**Selected passage:**
** BEGIN **

# Vccio and sa voltages on 3000mhz ram



## Leoplate25 (Apr 23, 2019)

Hi... I have an i5 9600k at stock and i am not OCing the cpu for the moment. Ram is Corsair Vengeance White led at 3000mhz xmp enabled but vccio and sa are way too high, 1.312 and 1.248v. Can i set these voltages to 1 or 1.1? I have an Asus maximus hero xi wifi. Thanks.

Rest of the system has a corsair h100i v2, a bitfenix whisper m 750w and a evga gtx 1070 ti sc.


----------



## kastriot (Apr 23, 2019)

Read this:


__
		https://www.reddit.com/r/overclocking/comments/ac0ybb


----------



## TheMadDutchDude (Apr 23, 2019)

Yeah, that is very high. Scale back to 1.1v and you’ll be fine.


----------



## Leoplate25 (Apr 23, 2019)

TheMadDutchDude said:


> Yeah, that is very high. Scale back to 1.1v and you’ll be fine.


Hi. Thanks for your answer. I ran Prime95 blend and memtest free and they ran without problems. Thanks i will keep thede settings and see what happens in daily usage.



kastriot said:


> Read this:
> 
> 
> __
> https://www.reddit.com/r/overclocking/comments/ac0ybb


Thanks!!!


----------



## TheMadDutchDude (Apr 23, 2019)

** END **

**Provided information:**
** BEGIN **

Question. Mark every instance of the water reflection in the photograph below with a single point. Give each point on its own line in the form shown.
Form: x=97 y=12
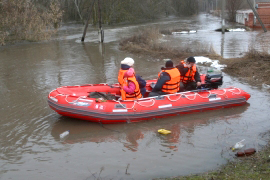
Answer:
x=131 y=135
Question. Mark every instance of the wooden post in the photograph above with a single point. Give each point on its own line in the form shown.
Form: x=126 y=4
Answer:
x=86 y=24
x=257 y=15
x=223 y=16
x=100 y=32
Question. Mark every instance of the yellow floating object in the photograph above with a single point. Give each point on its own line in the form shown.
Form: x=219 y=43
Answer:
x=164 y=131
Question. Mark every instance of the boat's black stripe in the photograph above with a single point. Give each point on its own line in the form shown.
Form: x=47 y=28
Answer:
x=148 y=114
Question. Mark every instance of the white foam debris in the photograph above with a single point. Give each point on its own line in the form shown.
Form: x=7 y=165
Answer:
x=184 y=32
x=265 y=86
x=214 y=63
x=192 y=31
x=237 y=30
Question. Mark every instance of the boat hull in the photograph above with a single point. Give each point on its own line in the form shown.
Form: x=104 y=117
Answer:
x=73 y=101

** END **
** BEGIN **

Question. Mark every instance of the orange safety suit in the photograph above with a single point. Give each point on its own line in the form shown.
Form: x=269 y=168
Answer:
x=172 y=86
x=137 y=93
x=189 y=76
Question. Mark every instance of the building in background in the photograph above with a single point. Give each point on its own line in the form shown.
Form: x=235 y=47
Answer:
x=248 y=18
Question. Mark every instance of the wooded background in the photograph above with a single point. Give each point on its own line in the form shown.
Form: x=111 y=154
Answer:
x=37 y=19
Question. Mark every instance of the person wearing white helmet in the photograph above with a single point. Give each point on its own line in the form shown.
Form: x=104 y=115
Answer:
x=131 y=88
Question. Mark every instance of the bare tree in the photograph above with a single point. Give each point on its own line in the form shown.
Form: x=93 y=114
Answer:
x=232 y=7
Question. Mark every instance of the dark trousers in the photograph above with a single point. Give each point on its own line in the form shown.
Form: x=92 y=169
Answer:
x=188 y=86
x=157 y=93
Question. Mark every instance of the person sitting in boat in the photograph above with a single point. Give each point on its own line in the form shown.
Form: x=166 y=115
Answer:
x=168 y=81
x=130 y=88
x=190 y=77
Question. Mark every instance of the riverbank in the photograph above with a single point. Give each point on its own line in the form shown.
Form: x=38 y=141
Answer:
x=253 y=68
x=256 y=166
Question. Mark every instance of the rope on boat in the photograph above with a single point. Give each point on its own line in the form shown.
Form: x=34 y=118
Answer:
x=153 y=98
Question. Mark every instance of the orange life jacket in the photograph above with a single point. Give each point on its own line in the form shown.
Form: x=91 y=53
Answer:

** END **

**The tasks:**
a. Answer the following questions about the voltage thread, each on its own line:
(i) Which CPU does the original poster have?
(ii) To what voltage does TheMadDutchDude advise scaling back?
(iii) Which power supply is listed in the original poster's system?
b. Rewrite the passage of the voltage thread that begins at the words "Hi. Thanks for" and ends after "in daily usage.", replacing "daily usage" with "everyday use".
The lines are not needed for anything here.

**Answers to the tasks:**
a.
(i) An i5 9600k.
(ii) 1.1v.
(iii) A bitfenix whisper m 750w.

b.
Hi. Thanks for your answer. I ran Prime95 blend and memtest free and they ran without problems. Thanks i will keep thede settings and see what happens in everyday use.